Why?  I don't see any reason these shouldn't be a single interface, it
just has a bad name.

> I thought it would be
> too much and left one. Then I thought may be the name should be PAPR but
> "quiesce" is ... I actually cannot spot where it came from, I do not see it
> neither in OF1275 nor PAPR. So the new name is fine but which one? I can
> make it

Huh, weird.  I'm pretty sure it's not PAPR specific - it was used on
ppc based Macs as well.  But as you say, it doesn't appear in IEEE1275
(although the concept of a quiescent state is mentioned with the
'reset' method).  My guess would be it's described in one of those
early OF extension documents that we basically assume is always
implemented (like the interrupt mapping bindings or the generic names
convention).

> struct VofSupportClass {
>  target_ulong callmethod(const char *method, int nargs, target_ulong *args,
> int nret, target_ulong *rets);
> }
> 
> but it looks too vague and makes it harder for the reader.

No, that would be silly.  Just have separate methods in the one
interface for cas and quiesce.

# Goal A:
Answer these from the thread, one answer per line, marked the same way:
(i) In which two documents does the quoted writer say "quiesce" cannot be found?
(ii) Besides PAPR systems, on what machines does the reply say "quiesce" was used?
(iii) Instead of the proposed VofSupportClass struct, what does the reply recommend?

# Source records:
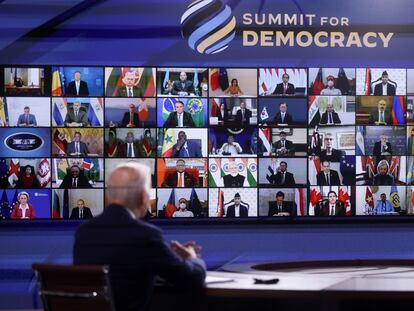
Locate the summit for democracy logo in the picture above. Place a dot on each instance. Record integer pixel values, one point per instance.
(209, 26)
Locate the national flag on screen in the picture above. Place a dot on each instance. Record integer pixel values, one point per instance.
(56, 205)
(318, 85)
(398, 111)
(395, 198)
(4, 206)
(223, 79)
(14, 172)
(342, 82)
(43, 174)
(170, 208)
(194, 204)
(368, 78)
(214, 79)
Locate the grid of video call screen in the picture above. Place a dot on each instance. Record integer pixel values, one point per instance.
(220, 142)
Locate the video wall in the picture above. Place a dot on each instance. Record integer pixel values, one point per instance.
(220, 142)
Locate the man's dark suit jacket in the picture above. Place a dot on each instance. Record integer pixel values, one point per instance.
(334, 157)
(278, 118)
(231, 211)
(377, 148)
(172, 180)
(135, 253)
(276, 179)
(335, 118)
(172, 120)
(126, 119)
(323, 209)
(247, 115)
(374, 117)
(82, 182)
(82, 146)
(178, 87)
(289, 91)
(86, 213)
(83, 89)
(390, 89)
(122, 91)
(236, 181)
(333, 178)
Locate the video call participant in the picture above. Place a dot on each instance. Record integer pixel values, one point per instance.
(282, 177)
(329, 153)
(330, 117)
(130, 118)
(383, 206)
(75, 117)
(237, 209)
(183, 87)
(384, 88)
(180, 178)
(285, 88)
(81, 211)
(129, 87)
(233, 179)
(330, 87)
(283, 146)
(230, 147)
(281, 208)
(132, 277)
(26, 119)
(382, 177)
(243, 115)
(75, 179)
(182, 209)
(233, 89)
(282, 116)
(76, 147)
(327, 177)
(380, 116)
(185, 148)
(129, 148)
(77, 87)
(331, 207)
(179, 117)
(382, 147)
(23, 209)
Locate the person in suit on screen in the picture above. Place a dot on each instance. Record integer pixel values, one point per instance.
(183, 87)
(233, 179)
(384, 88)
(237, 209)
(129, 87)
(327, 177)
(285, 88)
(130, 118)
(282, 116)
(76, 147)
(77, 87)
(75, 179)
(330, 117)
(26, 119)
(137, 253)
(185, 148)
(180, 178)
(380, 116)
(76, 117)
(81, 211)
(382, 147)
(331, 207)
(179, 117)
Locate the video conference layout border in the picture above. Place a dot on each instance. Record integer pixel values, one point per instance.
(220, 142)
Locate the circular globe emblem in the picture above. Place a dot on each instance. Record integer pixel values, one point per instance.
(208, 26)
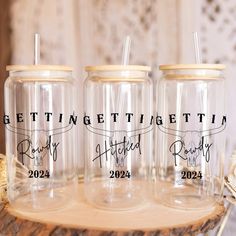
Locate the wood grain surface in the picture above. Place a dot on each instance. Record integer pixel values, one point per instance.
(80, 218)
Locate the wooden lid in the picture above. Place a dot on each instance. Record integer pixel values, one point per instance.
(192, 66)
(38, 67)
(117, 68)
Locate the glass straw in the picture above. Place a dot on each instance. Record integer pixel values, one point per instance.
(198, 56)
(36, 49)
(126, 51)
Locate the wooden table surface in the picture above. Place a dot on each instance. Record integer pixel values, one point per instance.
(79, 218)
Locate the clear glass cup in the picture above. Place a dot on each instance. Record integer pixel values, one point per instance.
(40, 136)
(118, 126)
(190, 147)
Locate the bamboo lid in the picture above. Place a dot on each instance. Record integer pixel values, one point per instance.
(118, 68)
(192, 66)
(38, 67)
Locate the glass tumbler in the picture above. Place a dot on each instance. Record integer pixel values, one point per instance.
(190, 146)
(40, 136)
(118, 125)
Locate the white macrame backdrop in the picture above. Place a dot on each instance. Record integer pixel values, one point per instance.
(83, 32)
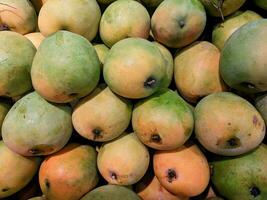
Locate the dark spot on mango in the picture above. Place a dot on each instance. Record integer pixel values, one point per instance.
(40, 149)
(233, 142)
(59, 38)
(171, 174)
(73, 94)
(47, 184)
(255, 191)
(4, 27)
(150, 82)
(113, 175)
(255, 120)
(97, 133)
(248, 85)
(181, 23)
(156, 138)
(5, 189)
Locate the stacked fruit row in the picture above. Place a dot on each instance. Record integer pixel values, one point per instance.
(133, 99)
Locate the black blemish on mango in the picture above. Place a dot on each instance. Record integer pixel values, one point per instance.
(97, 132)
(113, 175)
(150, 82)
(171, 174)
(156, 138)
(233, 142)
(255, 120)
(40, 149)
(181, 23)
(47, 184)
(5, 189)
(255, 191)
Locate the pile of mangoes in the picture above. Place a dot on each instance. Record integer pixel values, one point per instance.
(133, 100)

# Goal B:
Gather every line of the listing that contains the string "surface". Case counts.

# Complete response A:
(i) OF1275 and PAPR
(ii) ppc based Macs
(iii) Separate methods in the one interface for cas and quiesce

# Complete response B:
Locate the wood grain surface in the picture above. Place a dot on each instance. Record integer pixel values, one point per instance.
Locate the wooden table surface in the picture above. Place a dot on each instance. Record integer pixel values, one point per instance.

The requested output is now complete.